[Work required]
Only lines containing "pink" are wanted from the data below. Copy those lines.
►
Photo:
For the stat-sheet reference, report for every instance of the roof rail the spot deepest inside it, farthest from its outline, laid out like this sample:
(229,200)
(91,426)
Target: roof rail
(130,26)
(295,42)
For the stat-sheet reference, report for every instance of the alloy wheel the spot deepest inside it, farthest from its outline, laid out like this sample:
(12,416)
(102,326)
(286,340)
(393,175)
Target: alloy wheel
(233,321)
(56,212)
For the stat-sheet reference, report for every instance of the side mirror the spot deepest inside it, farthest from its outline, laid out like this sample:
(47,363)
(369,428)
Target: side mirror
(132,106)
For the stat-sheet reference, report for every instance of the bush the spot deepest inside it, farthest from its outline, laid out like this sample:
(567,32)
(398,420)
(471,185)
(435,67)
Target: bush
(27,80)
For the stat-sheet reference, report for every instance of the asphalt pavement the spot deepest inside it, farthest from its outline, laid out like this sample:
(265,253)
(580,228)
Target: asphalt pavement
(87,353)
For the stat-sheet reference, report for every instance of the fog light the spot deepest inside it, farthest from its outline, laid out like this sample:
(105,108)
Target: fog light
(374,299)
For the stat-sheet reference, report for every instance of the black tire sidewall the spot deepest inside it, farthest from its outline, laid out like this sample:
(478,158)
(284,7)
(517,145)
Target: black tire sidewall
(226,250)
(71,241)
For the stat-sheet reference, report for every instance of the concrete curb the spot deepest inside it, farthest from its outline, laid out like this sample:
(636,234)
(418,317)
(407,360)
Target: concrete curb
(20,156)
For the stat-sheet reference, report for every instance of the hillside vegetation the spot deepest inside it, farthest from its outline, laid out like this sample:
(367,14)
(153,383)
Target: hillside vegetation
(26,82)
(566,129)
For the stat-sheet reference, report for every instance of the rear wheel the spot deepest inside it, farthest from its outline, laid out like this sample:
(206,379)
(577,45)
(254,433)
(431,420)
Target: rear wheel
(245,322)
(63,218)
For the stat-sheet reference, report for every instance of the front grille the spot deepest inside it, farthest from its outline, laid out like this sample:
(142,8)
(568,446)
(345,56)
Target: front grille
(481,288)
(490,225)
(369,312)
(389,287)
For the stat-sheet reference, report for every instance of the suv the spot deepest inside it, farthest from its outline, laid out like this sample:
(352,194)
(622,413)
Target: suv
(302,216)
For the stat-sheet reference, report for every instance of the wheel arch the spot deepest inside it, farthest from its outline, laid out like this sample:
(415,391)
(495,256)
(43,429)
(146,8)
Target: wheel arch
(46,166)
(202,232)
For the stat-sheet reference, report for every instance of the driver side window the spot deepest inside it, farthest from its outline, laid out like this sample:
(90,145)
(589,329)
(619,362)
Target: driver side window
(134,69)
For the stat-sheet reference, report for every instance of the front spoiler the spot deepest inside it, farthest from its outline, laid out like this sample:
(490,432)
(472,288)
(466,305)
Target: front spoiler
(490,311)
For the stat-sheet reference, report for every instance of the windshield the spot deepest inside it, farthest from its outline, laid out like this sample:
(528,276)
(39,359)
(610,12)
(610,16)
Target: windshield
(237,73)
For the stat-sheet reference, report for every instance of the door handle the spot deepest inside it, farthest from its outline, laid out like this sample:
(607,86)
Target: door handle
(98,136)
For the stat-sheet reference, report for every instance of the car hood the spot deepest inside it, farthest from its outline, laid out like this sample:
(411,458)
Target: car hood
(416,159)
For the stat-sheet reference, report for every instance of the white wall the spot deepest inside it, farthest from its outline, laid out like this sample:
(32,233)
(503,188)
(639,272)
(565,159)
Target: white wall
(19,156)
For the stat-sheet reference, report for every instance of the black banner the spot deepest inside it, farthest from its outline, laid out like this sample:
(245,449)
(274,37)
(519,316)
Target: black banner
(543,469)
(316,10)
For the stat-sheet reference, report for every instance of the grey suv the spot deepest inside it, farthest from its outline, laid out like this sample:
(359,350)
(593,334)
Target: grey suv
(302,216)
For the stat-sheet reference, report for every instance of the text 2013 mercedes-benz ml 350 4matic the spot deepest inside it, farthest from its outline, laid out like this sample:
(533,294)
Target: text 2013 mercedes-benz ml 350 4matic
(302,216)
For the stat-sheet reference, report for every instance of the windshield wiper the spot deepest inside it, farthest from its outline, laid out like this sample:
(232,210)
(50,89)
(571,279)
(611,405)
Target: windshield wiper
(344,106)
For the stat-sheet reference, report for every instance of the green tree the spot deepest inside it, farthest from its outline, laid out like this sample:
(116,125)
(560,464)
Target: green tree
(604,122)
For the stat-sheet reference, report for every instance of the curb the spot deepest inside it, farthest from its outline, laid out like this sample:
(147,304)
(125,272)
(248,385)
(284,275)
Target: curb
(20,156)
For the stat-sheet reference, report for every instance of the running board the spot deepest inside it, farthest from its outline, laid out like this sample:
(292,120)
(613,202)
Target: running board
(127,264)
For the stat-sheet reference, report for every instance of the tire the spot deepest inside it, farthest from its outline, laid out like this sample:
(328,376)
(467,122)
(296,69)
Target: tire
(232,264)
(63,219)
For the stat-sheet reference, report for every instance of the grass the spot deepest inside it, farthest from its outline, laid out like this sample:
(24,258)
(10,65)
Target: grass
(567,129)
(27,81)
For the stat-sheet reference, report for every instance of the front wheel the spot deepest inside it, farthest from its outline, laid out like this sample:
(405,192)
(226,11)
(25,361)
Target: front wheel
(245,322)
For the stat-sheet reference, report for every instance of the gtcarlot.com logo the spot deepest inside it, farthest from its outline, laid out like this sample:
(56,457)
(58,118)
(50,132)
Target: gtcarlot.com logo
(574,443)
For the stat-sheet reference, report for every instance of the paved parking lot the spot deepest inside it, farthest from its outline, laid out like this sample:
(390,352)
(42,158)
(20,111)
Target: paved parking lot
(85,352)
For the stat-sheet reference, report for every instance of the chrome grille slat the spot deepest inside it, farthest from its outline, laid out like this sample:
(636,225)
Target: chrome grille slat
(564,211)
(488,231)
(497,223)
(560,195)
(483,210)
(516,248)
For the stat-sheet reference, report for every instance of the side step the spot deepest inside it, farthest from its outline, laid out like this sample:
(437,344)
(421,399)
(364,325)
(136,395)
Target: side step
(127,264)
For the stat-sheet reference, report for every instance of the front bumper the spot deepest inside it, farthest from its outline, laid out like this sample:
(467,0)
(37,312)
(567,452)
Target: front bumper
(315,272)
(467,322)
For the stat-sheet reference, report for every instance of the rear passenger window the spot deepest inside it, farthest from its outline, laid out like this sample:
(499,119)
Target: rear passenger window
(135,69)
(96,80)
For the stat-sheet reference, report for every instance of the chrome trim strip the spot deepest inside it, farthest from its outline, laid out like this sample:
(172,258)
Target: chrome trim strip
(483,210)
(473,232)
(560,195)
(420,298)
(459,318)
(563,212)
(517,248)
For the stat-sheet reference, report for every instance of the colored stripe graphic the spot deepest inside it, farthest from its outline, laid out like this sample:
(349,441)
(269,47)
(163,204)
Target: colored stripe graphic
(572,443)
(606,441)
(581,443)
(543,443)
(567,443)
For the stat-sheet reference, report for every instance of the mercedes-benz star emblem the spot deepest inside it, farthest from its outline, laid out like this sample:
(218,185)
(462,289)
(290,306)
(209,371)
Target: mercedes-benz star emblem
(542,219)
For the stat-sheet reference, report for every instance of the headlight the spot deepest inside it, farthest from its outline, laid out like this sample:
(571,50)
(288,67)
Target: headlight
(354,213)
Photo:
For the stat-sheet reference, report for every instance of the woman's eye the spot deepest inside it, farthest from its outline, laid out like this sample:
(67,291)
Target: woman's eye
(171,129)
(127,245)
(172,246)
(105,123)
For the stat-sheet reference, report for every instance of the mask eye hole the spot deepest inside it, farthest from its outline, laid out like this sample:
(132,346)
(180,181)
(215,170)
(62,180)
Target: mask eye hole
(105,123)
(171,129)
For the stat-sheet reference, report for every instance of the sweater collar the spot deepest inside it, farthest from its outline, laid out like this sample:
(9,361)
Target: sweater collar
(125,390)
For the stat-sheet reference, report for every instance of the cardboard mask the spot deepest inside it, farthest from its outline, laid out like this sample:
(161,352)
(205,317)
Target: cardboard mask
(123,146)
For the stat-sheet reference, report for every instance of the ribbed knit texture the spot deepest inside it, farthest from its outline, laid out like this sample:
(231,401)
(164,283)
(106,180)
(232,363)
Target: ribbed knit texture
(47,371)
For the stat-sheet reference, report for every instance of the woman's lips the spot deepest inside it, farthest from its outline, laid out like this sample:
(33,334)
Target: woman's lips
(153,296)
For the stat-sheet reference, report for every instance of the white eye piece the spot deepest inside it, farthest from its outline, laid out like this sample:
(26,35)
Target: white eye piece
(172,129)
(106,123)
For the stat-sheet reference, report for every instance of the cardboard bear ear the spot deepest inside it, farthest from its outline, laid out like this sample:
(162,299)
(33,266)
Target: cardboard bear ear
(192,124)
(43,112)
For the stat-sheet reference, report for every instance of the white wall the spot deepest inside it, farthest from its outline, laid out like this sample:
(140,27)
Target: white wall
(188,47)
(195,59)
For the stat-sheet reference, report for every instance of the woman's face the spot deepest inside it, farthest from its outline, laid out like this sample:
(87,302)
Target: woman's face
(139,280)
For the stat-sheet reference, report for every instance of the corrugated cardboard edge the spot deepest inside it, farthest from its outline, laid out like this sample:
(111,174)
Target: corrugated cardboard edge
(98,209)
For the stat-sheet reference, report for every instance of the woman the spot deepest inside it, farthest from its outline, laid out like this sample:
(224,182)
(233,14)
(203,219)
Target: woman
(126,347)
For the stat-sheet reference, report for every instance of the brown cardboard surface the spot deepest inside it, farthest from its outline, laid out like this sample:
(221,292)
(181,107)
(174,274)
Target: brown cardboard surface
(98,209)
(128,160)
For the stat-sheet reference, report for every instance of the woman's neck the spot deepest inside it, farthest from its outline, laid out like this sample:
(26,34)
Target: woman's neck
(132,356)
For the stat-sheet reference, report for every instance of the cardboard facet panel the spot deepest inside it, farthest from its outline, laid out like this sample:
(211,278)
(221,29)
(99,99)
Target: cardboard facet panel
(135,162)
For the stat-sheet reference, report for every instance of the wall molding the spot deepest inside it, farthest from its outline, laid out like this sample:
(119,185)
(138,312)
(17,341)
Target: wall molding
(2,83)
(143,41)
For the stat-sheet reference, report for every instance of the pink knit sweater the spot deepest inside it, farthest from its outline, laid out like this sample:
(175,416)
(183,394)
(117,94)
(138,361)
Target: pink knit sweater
◄
[Response below]
For the stat-sheet reference, report for every instance of the pink knit sweater the spot deepest inside it, farthest from its outline, laid out like this sample:
Target: pink knit sweater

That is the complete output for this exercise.